**EXERCISE OBJECTIVE**
Each line of the data below that carries the word "woman" needs to be copied.

**DATA FOR REVIEW**
★ ★ ★ ★

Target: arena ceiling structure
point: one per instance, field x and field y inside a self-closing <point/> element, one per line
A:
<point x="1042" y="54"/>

★ ★ ★ ★

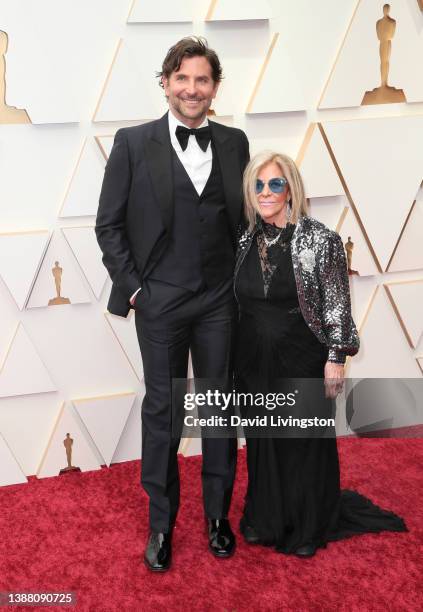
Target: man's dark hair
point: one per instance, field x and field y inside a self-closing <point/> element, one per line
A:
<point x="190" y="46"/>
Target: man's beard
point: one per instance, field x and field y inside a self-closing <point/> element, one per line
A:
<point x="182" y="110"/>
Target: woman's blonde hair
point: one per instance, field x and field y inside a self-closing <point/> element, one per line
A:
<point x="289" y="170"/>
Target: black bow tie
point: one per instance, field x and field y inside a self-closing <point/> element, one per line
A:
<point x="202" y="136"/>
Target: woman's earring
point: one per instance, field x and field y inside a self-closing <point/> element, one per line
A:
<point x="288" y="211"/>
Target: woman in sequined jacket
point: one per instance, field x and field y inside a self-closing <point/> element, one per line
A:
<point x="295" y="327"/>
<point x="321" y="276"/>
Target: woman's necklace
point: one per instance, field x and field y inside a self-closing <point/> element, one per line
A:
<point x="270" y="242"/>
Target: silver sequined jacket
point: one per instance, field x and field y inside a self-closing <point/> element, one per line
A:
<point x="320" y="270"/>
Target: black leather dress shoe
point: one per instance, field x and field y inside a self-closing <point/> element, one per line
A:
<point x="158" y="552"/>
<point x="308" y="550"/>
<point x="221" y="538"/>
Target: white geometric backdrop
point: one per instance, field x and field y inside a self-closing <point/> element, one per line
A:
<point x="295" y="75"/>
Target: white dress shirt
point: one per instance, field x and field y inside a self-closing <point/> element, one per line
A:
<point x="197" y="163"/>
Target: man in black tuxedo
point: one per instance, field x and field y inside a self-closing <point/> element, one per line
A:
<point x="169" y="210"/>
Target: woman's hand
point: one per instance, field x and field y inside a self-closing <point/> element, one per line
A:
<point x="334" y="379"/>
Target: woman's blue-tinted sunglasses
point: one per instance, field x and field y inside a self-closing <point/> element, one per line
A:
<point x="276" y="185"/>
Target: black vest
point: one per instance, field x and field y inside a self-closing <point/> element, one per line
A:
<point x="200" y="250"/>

★ ★ ★ ★

**SOLUTION BELOW**
Target: woman's blonde hair
Target: woman's earring
Target: woman in sequined jacket
Target: woman's necklace
Target: woman's hand
Target: woman's blue-tinted sunglasses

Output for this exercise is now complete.